Locate the line that contains "the pink number". Copy it and every following line through the end of the records, exactly, and include nothing else.

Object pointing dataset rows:
^^^^

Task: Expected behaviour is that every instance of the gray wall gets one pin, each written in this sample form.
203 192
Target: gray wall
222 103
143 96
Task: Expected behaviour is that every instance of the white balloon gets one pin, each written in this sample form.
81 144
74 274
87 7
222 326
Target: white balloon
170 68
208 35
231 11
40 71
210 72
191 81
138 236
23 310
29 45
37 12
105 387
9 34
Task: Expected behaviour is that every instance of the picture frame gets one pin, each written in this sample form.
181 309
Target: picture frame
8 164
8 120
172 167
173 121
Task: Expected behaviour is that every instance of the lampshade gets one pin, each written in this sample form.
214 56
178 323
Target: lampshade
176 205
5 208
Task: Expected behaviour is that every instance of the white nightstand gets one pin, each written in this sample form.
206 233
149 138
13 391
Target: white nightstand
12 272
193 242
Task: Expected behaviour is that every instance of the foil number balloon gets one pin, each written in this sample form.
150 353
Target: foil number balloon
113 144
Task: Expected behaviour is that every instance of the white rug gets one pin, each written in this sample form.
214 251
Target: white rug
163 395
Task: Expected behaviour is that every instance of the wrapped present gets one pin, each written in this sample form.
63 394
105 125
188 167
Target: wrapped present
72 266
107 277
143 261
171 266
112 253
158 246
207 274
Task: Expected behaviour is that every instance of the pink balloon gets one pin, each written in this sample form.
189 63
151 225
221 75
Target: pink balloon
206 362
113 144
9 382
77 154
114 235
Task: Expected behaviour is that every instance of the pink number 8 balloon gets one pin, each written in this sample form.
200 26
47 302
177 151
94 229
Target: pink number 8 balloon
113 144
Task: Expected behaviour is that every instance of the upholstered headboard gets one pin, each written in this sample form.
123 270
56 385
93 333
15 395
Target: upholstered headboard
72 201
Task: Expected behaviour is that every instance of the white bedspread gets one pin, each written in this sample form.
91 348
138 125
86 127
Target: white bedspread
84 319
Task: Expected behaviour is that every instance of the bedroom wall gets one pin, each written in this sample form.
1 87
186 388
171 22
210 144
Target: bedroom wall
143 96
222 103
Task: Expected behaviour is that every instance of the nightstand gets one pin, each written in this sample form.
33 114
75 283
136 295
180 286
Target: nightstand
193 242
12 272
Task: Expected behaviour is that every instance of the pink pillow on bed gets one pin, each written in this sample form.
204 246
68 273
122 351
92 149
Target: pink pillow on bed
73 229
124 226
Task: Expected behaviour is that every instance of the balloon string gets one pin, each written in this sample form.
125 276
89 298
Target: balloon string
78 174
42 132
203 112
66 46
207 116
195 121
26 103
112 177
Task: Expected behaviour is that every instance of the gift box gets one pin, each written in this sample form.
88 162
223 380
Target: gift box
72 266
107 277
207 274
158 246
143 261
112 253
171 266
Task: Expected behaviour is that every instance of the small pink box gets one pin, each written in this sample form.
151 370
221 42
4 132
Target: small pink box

^^^^

> _Answer_:
Task: Expected behaviour is that every instance of the pink number 8 balloon gets one pin, each written in this sample form.
200 26
47 302
177 151
94 229
Target: pink number 8 balloon
113 144
Task: Expected behaviour is that every instance of the upholstered headboard gets one pin, each written in this sample form.
123 270
56 385
93 333
15 395
Target: upholstered headboard
72 201
Task: Expected behaviour is that every instance of the white bedspread gets one pin, each written in this sample form.
91 348
138 125
86 127
Target: white bedspread
84 319
Task: Expected behaviour is that every instance of the bedroom wall gets one pin, each written in this sample form.
1 87
186 388
171 22
210 144
Target: bedroom wall
143 96
222 103
Task: Expected behaviour is that every instance of the nightstand gets one pin, each written in this sample form.
33 114
75 283
136 295
180 286
Target: nightstand
193 242
12 272
Task: Expected behaviour is that every instance of the pink pillow on bed gets one pin, each written in this sample form.
204 246
68 273
122 351
92 149
Target: pink pillow on bed
73 229
124 226
Task: Expected behaviour is that every instance of the balloon string gets one pin, each written in this sample form.
125 276
89 298
Target: balloon string
78 174
42 132
203 112
66 46
207 116
195 121
26 103
112 177
Task: Expected behaviour is that every instance of the gift box gets one pin, each written in this sample form.
88 162
223 380
Target: gift box
72 266
107 277
207 274
158 246
143 261
112 253
171 266
Task: Expected behaviour is that every instance of the small pink box gets one pin, each written in this sample form.
151 370
221 42
4 132
Target: small pink box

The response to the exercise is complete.